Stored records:
[Start of section]

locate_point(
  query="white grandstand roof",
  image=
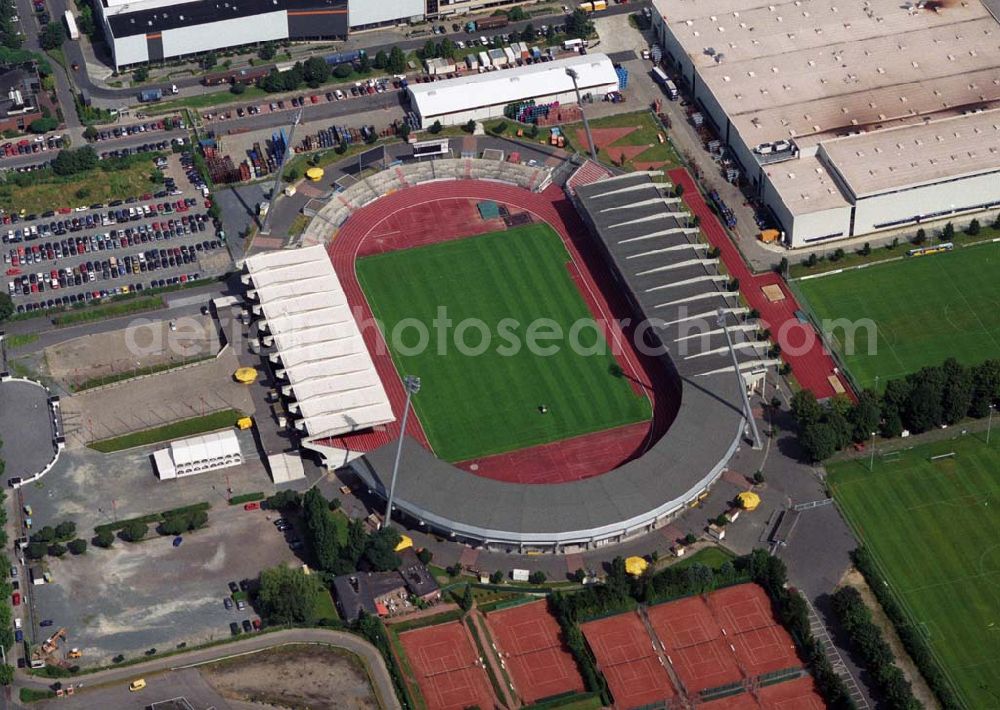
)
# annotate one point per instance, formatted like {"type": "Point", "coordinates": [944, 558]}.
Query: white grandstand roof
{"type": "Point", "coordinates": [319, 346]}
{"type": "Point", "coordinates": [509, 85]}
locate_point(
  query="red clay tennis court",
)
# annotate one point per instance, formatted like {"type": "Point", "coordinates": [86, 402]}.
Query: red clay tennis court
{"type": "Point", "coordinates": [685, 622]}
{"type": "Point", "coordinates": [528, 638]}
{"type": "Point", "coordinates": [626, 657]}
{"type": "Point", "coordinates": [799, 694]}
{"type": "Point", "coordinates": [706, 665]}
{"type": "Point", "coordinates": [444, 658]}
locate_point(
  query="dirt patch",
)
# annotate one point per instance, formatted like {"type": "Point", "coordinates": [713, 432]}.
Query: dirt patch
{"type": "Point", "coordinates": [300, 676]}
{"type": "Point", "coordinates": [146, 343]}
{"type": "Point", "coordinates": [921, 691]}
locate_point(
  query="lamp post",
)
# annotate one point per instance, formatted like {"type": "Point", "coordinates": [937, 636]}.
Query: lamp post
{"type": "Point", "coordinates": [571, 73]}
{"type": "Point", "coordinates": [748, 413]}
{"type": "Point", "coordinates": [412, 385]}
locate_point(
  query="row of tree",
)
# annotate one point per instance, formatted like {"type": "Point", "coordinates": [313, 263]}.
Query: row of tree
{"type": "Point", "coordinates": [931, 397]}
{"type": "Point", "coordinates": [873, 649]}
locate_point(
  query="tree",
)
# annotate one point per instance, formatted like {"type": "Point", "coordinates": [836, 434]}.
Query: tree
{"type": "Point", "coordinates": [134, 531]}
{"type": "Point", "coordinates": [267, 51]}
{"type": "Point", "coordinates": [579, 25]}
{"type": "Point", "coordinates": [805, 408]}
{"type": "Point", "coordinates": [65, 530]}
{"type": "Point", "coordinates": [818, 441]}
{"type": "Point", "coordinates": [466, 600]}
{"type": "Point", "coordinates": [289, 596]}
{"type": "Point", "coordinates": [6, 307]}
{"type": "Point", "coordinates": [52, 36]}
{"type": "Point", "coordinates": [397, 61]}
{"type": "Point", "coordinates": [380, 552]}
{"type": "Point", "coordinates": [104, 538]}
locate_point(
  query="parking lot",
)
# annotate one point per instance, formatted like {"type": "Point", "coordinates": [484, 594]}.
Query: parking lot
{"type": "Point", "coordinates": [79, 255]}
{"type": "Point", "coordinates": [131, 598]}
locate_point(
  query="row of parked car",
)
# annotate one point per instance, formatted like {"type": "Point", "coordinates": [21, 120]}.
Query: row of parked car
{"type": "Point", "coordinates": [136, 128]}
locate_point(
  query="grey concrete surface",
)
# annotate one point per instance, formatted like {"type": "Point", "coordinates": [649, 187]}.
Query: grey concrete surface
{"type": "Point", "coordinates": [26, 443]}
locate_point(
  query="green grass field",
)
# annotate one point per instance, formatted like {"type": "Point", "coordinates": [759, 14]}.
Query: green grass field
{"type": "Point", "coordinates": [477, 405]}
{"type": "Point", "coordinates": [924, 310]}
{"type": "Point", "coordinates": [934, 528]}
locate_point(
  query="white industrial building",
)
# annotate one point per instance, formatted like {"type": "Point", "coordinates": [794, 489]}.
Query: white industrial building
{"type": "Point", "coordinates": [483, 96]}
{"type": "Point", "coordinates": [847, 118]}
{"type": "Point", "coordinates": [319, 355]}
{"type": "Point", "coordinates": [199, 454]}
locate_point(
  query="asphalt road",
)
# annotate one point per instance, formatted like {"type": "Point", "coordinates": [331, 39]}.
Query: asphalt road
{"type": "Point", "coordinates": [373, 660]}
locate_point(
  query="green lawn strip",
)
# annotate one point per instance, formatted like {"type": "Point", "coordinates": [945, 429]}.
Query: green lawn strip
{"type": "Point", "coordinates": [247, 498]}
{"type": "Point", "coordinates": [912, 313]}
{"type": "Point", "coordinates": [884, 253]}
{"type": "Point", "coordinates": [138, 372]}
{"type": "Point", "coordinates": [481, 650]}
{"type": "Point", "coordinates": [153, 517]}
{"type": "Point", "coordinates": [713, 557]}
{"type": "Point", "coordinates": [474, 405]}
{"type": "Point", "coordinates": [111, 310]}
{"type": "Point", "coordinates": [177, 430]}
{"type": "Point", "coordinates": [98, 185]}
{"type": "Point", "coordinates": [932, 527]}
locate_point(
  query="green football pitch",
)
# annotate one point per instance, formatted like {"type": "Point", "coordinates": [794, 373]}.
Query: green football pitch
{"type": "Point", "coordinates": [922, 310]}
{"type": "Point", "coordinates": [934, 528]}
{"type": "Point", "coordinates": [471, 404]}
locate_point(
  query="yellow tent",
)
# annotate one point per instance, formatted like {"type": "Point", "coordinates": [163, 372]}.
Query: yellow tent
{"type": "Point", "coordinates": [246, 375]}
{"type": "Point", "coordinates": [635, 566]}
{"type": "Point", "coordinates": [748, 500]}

[End of section]

Goal of the exercise:
Transcribe each record exactly as it stands, setting aside any pictures.

Task solution:
locate_point(
  query="white grandstand roof",
  image=
)
# annotate one point per instance, formatted like {"type": "Point", "coordinates": [944, 558]}.
Query: white grandstand roof
{"type": "Point", "coordinates": [319, 346]}
{"type": "Point", "coordinates": [509, 85]}
locate_point(
  query="red clay tennis court",
)
# annotate one point per instance, formatted like {"type": "Point", "coordinates": [86, 402]}.
Query: red clay tennis court
{"type": "Point", "coordinates": [685, 622]}
{"type": "Point", "coordinates": [528, 638]}
{"type": "Point", "coordinates": [626, 657]}
{"type": "Point", "coordinates": [799, 694]}
{"type": "Point", "coordinates": [706, 665]}
{"type": "Point", "coordinates": [444, 658]}
locate_point(
  query="dirt patch",
)
# annotate one point per instance, formatted like {"type": "Point", "coordinates": [713, 432]}.
Query: dirt patch
{"type": "Point", "coordinates": [300, 676]}
{"type": "Point", "coordinates": [146, 343]}
{"type": "Point", "coordinates": [921, 691]}
locate_point(
  query="lamp post",
)
# annotate one point per instance, formatted like {"type": "Point", "coordinates": [937, 636]}.
Query: lamp post
{"type": "Point", "coordinates": [571, 73]}
{"type": "Point", "coordinates": [748, 413]}
{"type": "Point", "coordinates": [412, 385]}
locate_point(
  query="row of tree",
)
# annotate one point per instance, formatted like {"type": "Point", "coordinates": [313, 263]}.
Query: row of tree
{"type": "Point", "coordinates": [931, 397]}
{"type": "Point", "coordinates": [873, 649]}
locate_point(
  query="tree",
)
# annotate one point per instance, formatted like {"type": "Point", "coordinates": [836, 434]}.
Query: tree
{"type": "Point", "coordinates": [134, 531]}
{"type": "Point", "coordinates": [267, 51]}
{"type": "Point", "coordinates": [579, 25]}
{"type": "Point", "coordinates": [805, 408]}
{"type": "Point", "coordinates": [65, 530]}
{"type": "Point", "coordinates": [818, 441]}
{"type": "Point", "coordinates": [466, 600]}
{"type": "Point", "coordinates": [289, 596]}
{"type": "Point", "coordinates": [6, 307]}
{"type": "Point", "coordinates": [52, 36]}
{"type": "Point", "coordinates": [397, 61]}
{"type": "Point", "coordinates": [380, 552]}
{"type": "Point", "coordinates": [104, 538]}
locate_point(
  query="parking lot",
)
# annotate one point per instance, formatted like {"type": "Point", "coordinates": [484, 594]}.
Query: parking lot
{"type": "Point", "coordinates": [79, 255]}
{"type": "Point", "coordinates": [131, 598]}
locate_point(
  query="row of parked car",
)
# annotate one point per instance, formatted like {"type": "Point", "coordinates": [21, 120]}.
Query: row of parked car
{"type": "Point", "coordinates": [136, 128]}
locate_point(
  query="grey concrete surface",
)
# annotate one point per instance, formatted like {"type": "Point", "coordinates": [649, 187]}.
Query: grey concrete surface
{"type": "Point", "coordinates": [26, 443]}
locate_point(
  query="green grass field",
)
# annotate one point per instance, formatted like {"type": "Point", "coordinates": [759, 14]}.
Query: green grass field
{"type": "Point", "coordinates": [477, 405]}
{"type": "Point", "coordinates": [924, 310]}
{"type": "Point", "coordinates": [934, 528]}
locate_point(
  query="white industrial building",
)
# annotate one point per instance, formatted like {"type": "Point", "coordinates": [794, 489]}.
Query: white industrial building
{"type": "Point", "coordinates": [483, 96]}
{"type": "Point", "coordinates": [847, 118]}
{"type": "Point", "coordinates": [319, 355]}
{"type": "Point", "coordinates": [199, 454]}
locate_point(
  query="asphalt road",
)
# annotate one point per instance, formatted like {"type": "Point", "coordinates": [331, 39]}.
Query: asphalt road
{"type": "Point", "coordinates": [373, 660]}
locate_point(
  query="green lawn strip",
)
# annotate one point per instance, formatted like {"type": "Point", "coordinates": [945, 429]}.
Query: green lawn strip
{"type": "Point", "coordinates": [247, 498]}
{"type": "Point", "coordinates": [912, 313]}
{"type": "Point", "coordinates": [884, 253]}
{"type": "Point", "coordinates": [138, 372]}
{"type": "Point", "coordinates": [481, 650]}
{"type": "Point", "coordinates": [153, 517]}
{"type": "Point", "coordinates": [713, 557]}
{"type": "Point", "coordinates": [474, 405]}
{"type": "Point", "coordinates": [111, 310]}
{"type": "Point", "coordinates": [177, 430]}
{"type": "Point", "coordinates": [98, 185]}
{"type": "Point", "coordinates": [932, 527]}
locate_point(
  query="green football pitch",
)
# annotate one point per instance, formatted like {"type": "Point", "coordinates": [794, 373]}.
Query: green football pitch
{"type": "Point", "coordinates": [922, 310]}
{"type": "Point", "coordinates": [934, 528]}
{"type": "Point", "coordinates": [471, 404]}
locate_point(
  query="yellow tent",
)
# annotate one point per instance, formatted like {"type": "Point", "coordinates": [163, 372]}.
Query: yellow tent
{"type": "Point", "coordinates": [246, 375]}
{"type": "Point", "coordinates": [635, 566]}
{"type": "Point", "coordinates": [748, 500]}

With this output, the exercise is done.